▶ _Short problem A_
Tally the lines of the records below that contain the string "debris", counting case, and give only the number.

▶ _Extract_
Centrum Capital Ltd Q2 FY26 – When a Merchant Banker Starts Needing a Merchant Banker
1. At a Glance
Centrum Capital Ltd (CCL), the 35-rupee wonder with a ₹1,600 crore market cap, is the financial equivalent of a Bollywood family — it’s everywhere, doing everything, and still somehow always in debt. From investment banking to wealth management to lending, broking, insurance, and even running a small finance bank, Centrum’s business bouquet looks like a buffet at a Gujarati wedding. And yet, the aftertaste of its financials? Let’s just say “debt-heavy dessert”.
For Q2 FY26 (quarter ended September 2025), Centrum posted consolidated revenue of ₹823 crore but a net loss of ₹8.5 crore — a drastic YoY decline of -72.9%. The stock trades at ₹34.8, with promoters holding a “modest” 34.8% and pledging almost half of it (49.9%). The firm’s return on equity? A chilling -57.6%, enough to make even your worst-performing SIP feel like Warren Buffett.
Sales are up by 5.02% QoQ, but profits fell faster than an IPO on listing day. And with ₹16,943 crore of debt, this financial services player is clearly leveraging optimism harder than any retail trader with a margin account.
You ready to find out if Centrum Capital’s “Unity Bank” venture can actually unify its balance sheet or if this ship’s just too heavy with liabilities to float? Let’s dig in.

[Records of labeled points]
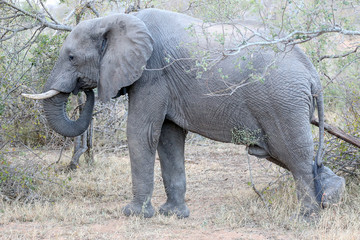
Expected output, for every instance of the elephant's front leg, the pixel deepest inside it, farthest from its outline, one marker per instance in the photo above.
(142, 147)
(171, 153)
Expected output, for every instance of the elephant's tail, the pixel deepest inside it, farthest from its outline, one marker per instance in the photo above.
(318, 165)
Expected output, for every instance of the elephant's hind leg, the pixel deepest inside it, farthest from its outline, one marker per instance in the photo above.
(171, 153)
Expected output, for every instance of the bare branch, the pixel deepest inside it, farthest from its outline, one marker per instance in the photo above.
(340, 55)
(296, 37)
(47, 11)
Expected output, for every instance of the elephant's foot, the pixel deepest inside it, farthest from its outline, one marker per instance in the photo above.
(180, 210)
(145, 210)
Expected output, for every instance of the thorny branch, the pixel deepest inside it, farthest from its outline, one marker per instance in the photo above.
(18, 19)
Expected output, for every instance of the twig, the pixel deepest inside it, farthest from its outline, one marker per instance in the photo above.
(253, 185)
(340, 55)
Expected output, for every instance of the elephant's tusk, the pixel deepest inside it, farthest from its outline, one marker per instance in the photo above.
(40, 96)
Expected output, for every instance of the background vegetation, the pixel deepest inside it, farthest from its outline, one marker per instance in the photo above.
(31, 34)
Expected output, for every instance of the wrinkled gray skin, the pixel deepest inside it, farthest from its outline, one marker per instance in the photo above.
(164, 103)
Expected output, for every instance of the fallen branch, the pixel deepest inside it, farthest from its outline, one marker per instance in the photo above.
(338, 133)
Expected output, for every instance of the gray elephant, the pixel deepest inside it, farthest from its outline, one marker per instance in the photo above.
(261, 97)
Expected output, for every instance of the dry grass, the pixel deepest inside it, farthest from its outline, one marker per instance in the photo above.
(87, 205)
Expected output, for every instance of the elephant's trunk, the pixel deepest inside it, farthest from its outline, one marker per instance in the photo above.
(59, 121)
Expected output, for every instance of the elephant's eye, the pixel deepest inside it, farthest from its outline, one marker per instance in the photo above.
(103, 45)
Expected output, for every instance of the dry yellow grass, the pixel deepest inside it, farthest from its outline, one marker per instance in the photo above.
(222, 204)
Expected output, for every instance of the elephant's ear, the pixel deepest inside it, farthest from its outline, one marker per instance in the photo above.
(126, 46)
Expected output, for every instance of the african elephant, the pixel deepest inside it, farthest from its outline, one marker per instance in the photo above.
(170, 67)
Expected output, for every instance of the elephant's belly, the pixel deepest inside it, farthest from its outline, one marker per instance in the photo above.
(215, 120)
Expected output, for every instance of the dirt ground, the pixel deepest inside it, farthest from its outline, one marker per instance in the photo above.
(221, 201)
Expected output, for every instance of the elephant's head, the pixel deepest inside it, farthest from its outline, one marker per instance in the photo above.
(108, 53)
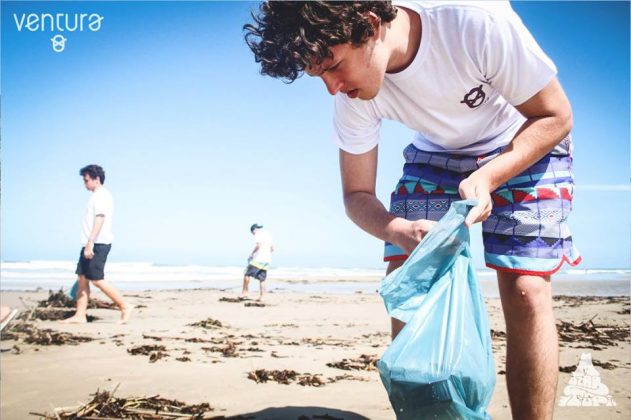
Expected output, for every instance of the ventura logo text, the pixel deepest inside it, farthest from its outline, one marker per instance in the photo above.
(58, 22)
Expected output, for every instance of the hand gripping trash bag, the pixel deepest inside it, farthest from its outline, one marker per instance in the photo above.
(440, 366)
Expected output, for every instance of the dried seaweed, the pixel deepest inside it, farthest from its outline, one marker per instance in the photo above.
(105, 406)
(154, 351)
(576, 301)
(327, 342)
(59, 299)
(208, 323)
(280, 376)
(30, 334)
(363, 362)
(591, 335)
(230, 350)
(311, 380)
(232, 300)
(51, 314)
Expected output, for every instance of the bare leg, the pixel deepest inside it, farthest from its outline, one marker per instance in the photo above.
(80, 316)
(111, 292)
(246, 286)
(262, 286)
(396, 325)
(532, 351)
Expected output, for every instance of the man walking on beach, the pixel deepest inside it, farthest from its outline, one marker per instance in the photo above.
(491, 123)
(96, 237)
(259, 260)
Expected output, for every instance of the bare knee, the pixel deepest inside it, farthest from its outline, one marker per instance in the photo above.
(98, 284)
(525, 294)
(393, 265)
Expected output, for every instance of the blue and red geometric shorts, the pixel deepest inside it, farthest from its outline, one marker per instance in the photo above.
(527, 231)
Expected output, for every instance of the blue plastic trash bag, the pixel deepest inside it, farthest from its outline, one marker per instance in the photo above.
(440, 366)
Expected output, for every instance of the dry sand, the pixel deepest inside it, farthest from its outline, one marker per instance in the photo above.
(294, 331)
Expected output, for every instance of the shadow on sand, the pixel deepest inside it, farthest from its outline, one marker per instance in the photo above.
(299, 413)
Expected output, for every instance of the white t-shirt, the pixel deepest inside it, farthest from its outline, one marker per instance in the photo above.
(264, 240)
(100, 203)
(475, 61)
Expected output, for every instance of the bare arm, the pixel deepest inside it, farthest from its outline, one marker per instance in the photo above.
(549, 120)
(359, 174)
(88, 252)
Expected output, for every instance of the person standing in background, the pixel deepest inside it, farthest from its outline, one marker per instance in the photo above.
(259, 260)
(96, 238)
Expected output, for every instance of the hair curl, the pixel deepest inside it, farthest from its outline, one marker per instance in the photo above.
(289, 36)
(94, 172)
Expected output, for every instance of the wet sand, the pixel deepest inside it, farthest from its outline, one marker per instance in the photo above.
(315, 336)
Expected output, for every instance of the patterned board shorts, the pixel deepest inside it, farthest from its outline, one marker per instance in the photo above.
(526, 232)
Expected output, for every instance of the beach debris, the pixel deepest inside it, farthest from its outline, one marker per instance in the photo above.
(281, 325)
(154, 351)
(255, 304)
(576, 301)
(291, 376)
(498, 335)
(327, 342)
(324, 416)
(280, 376)
(625, 311)
(28, 333)
(105, 406)
(208, 323)
(604, 365)
(347, 377)
(51, 314)
(60, 299)
(363, 362)
(308, 379)
(232, 300)
(596, 335)
(230, 350)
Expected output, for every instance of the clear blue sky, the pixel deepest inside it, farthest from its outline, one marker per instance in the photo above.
(197, 145)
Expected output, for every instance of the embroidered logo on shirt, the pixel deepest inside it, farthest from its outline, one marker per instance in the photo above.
(474, 98)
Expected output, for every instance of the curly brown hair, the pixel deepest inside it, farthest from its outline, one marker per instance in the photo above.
(289, 36)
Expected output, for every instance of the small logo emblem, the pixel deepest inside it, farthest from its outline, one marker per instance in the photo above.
(584, 388)
(59, 43)
(474, 98)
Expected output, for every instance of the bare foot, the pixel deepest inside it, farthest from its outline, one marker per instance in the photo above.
(76, 319)
(125, 314)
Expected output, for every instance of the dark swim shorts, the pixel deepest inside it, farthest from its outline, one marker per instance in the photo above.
(93, 269)
(256, 272)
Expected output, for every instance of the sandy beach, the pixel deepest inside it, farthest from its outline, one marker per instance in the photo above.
(314, 335)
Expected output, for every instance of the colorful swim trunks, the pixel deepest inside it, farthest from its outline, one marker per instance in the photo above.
(526, 232)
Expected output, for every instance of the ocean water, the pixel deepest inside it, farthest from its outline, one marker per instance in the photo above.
(137, 276)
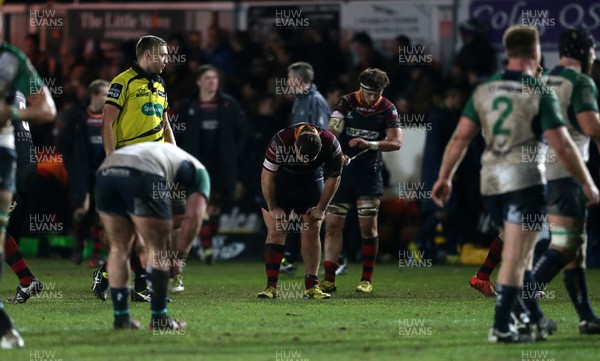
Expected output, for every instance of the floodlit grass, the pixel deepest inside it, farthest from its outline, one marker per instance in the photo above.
(413, 314)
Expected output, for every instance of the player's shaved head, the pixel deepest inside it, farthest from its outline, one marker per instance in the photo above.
(309, 143)
(520, 41)
(148, 42)
(373, 79)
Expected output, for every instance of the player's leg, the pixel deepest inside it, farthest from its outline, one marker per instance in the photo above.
(481, 281)
(522, 212)
(310, 241)
(29, 285)
(141, 292)
(335, 219)
(9, 337)
(156, 233)
(367, 208)
(120, 233)
(273, 252)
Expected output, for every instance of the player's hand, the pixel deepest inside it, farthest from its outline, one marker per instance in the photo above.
(591, 193)
(278, 214)
(315, 214)
(442, 189)
(345, 159)
(358, 143)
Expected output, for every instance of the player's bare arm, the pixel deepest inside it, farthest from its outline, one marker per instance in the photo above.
(267, 182)
(329, 188)
(111, 113)
(560, 140)
(589, 121)
(455, 151)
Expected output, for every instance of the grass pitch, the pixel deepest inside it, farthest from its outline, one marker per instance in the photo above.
(413, 314)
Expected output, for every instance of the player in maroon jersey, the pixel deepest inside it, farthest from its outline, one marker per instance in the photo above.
(366, 124)
(295, 198)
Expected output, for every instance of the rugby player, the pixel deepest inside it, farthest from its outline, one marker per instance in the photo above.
(577, 95)
(133, 187)
(364, 122)
(18, 75)
(515, 109)
(292, 184)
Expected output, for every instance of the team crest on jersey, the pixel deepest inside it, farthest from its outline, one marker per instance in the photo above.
(115, 91)
(362, 133)
(142, 93)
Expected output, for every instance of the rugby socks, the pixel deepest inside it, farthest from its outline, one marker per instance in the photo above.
(491, 261)
(369, 252)
(548, 266)
(98, 246)
(159, 282)
(120, 305)
(5, 323)
(273, 254)
(310, 281)
(576, 283)
(140, 278)
(528, 295)
(330, 269)
(505, 301)
(16, 261)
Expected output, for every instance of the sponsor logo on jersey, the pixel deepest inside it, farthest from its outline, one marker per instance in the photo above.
(362, 133)
(142, 93)
(151, 109)
(115, 91)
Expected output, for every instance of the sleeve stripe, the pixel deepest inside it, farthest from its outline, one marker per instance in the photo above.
(113, 104)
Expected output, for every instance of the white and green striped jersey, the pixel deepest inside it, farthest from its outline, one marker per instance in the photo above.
(16, 74)
(513, 110)
(576, 93)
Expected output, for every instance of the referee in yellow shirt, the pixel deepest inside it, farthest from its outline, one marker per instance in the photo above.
(135, 112)
(135, 108)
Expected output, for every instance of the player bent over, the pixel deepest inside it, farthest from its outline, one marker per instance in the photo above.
(292, 181)
(515, 109)
(132, 195)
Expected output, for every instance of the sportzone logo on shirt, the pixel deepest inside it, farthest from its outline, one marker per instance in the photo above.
(362, 133)
(115, 91)
(150, 109)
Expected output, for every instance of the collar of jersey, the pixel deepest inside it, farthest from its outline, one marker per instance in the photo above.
(138, 69)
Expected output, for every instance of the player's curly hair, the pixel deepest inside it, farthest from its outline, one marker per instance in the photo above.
(309, 143)
(373, 79)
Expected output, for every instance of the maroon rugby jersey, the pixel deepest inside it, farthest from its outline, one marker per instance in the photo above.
(366, 122)
(283, 154)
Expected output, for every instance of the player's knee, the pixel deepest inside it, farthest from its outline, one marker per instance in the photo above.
(570, 240)
(339, 210)
(368, 232)
(367, 210)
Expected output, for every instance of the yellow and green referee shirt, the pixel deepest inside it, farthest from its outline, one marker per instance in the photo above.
(142, 99)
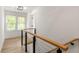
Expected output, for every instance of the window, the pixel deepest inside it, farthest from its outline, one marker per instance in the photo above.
(11, 22)
(21, 23)
(15, 22)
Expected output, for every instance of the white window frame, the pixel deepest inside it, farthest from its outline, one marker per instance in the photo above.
(14, 14)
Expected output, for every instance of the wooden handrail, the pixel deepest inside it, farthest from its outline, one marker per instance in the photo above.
(28, 29)
(50, 41)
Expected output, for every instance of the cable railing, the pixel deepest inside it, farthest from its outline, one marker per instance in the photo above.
(41, 37)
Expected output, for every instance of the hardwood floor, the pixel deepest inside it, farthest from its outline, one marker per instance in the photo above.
(12, 46)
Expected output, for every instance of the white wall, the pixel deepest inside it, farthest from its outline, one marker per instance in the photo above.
(58, 23)
(1, 27)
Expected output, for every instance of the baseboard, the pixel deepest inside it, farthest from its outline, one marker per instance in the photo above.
(12, 37)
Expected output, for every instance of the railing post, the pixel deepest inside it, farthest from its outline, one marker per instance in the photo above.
(21, 37)
(34, 41)
(25, 41)
(59, 50)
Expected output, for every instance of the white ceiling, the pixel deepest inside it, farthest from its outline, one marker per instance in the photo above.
(14, 8)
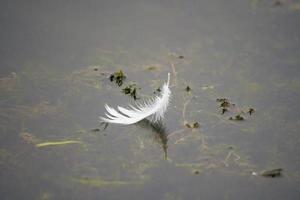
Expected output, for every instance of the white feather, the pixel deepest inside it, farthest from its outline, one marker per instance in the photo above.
(154, 108)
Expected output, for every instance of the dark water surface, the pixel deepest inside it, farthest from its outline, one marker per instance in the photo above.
(55, 59)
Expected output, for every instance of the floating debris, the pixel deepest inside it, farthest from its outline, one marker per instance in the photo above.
(250, 111)
(95, 129)
(272, 173)
(224, 104)
(207, 87)
(237, 118)
(188, 89)
(118, 77)
(192, 125)
(99, 182)
(131, 90)
(45, 144)
(29, 138)
(278, 3)
(227, 106)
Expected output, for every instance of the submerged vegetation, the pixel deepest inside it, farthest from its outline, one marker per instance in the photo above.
(195, 136)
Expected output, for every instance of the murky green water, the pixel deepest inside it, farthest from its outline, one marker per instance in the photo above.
(55, 60)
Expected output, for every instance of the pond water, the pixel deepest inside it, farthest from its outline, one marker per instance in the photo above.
(55, 61)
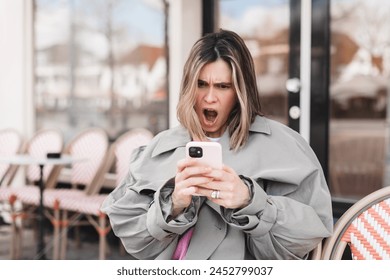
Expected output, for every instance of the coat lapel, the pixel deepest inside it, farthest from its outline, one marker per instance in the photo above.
(210, 231)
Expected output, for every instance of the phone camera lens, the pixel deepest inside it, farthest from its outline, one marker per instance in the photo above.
(196, 152)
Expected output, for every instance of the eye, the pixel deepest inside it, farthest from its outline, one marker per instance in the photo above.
(201, 84)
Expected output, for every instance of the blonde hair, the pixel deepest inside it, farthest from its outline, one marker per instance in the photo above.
(230, 47)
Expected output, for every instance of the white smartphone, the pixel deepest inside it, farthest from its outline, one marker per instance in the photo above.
(209, 153)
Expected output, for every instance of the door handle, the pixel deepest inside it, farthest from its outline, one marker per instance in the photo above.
(293, 85)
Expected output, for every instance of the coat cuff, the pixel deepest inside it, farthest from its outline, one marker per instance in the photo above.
(159, 222)
(258, 217)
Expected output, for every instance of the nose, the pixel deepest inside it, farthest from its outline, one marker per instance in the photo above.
(210, 96)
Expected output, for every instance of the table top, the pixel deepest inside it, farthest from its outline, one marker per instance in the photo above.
(29, 160)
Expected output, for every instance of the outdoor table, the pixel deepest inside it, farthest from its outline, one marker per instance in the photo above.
(41, 162)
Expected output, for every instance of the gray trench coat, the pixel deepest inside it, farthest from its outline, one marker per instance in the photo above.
(288, 215)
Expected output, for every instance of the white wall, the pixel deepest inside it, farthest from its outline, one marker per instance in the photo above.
(185, 27)
(16, 66)
(16, 57)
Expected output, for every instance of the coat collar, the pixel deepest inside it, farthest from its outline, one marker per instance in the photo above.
(179, 136)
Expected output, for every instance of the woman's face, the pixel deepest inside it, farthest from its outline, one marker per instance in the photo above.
(215, 97)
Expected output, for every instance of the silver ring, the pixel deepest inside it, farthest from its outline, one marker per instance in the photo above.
(215, 194)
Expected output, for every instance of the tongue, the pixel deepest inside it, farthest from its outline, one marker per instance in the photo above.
(210, 115)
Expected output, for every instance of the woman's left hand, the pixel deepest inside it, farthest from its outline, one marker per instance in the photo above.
(232, 191)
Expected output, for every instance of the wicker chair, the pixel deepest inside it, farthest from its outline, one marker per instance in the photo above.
(365, 227)
(39, 145)
(87, 203)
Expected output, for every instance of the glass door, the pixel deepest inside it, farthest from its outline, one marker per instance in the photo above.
(359, 90)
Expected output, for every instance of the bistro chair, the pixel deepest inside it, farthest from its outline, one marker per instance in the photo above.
(87, 203)
(365, 228)
(11, 143)
(89, 145)
(39, 145)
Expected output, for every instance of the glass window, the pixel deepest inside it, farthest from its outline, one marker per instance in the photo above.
(264, 25)
(360, 75)
(100, 63)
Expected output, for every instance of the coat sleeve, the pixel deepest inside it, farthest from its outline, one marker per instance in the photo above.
(287, 220)
(139, 213)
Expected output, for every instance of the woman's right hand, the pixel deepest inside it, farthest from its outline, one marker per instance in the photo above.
(189, 175)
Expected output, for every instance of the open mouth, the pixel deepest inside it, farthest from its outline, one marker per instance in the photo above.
(210, 114)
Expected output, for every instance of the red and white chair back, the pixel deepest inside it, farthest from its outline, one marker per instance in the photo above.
(43, 142)
(91, 147)
(364, 227)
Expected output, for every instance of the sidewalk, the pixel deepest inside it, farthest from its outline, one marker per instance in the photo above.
(89, 249)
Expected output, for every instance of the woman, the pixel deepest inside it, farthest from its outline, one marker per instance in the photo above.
(270, 200)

▶ _Short problem B_
From the Centrum Capital piece above, write out everything from "Sales are up" down to "a margin account.", word for word.

▶ _Exercise solution A_
2

▶ _Exercise solution B_
Sales are up by 5.02% QoQ, but profits fell faster than an IPO on listing day. And with ₹16,943 crore of debt, this financial services player is clearly leveraging optimism harder than any retail trader with a margin account.